DOCUMENT PASSAGE:
☆ ☆ ☆

The Woolf Institute is an academic institute in Cambridge, England. Founded in 1998 by Dr Edward Kessler MBE and the Revd Professor Martin Forward, and now located in central Cambridge on the Westminster College Site, it is dedicated to the study of interfaith relations between Jews, Christians and Muslims. Using research and education to explore the relationship between religion and society, it aims to foster greater understanding and tolerance.

Beginning as the Centre for Jewish-Christian Relations, the institute expanded throughout its history to include the Centre for the Study of Muslim-Jewish Relations and the Centre for Policy and Public Education. In 2010, these centers were combined and renamed as The Woolf Institute in honour of Lord Harry Woolf, a patron of the institute and former Lord Chief Justice of England and Wales. 

The institute is an associate member of the Cambridge Theological Federation which brings together eleven institutions through which people of different denominations, including Anglican, Methodist, Eastern Orthodox, Reformed and Roman Catholic, train for various forms of Christian ministry and service.

History 
The Woolf Institute was established in 1998 as The Center for Jewish-Christian Relations to "provide an academic framework and space in which people could tackle issues of religious difference constructively." In 2010, it combined with The Centre for the Study of Muslim-Jewish Relations and the Centre for Policy and Public Education, and the institute was renamed to The Woolf Institute.

In 2019, the institute set out to explore how to tackle extremism in the United Kingdom, and to find a way to measure different levels of extremism.

Teaching

The Woolf Institute works together with the Cambridge Commonwealth Trust and the Cambridge Overseas Trust to offer the Woolf Institute Cambridge Scholarship, a PhD scholarship for the study of relations between Jews, Christians and Muslims. It also contributes to the MPhil in Middle East Studies at the University of Cambridge, and offers a Professional Doctorate in collaboration with the Cambridge Theological Federation and Anglia Ruskin University.

☆ ☆ ☆

TASK LIST:
A. From the passage on the Woolf Institute, list every Christian denomination named as training through the Cambridge Theological Federation.
B. Answer these questions using the passage on the Woolf Institute, one answer per line:
(i) In what year was the institute founded?
(ii) In whose honor was the institute renamed in 2010?
(iii) What did the institute set out to explore in 2019?

[Saved data entries]
☆ ☆ ☆

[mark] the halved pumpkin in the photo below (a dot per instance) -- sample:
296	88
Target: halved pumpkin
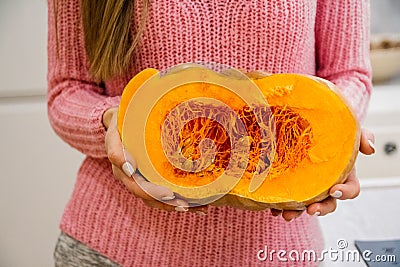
293	149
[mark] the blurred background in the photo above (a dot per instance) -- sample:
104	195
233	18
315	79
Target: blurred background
38	169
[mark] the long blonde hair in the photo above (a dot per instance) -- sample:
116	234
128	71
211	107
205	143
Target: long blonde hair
109	42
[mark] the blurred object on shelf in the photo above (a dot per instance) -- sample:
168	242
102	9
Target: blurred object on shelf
385	57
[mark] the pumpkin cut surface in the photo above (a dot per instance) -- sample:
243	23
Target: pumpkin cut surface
307	140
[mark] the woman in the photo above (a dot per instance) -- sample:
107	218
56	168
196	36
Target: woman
95	47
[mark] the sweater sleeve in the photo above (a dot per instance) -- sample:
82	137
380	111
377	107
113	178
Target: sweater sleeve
342	45
75	101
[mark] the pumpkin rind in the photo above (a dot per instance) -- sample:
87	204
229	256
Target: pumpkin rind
329	158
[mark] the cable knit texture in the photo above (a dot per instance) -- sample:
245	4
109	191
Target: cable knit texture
324	38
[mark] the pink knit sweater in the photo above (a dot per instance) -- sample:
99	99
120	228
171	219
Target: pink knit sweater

☆ ☆ ☆

ANSWERS PER TASK:
A. Anglican, Methodist, Eastern Orthodox, Reformed, Roman Catholic

B.
(i) 1998
(ii) Lord Harry Woolf, a patron of the institute and former Lord Chief Justice of England and Wales
(iii) How to tackle extremism in the United Kingdom, and a way to measure different levels of extremism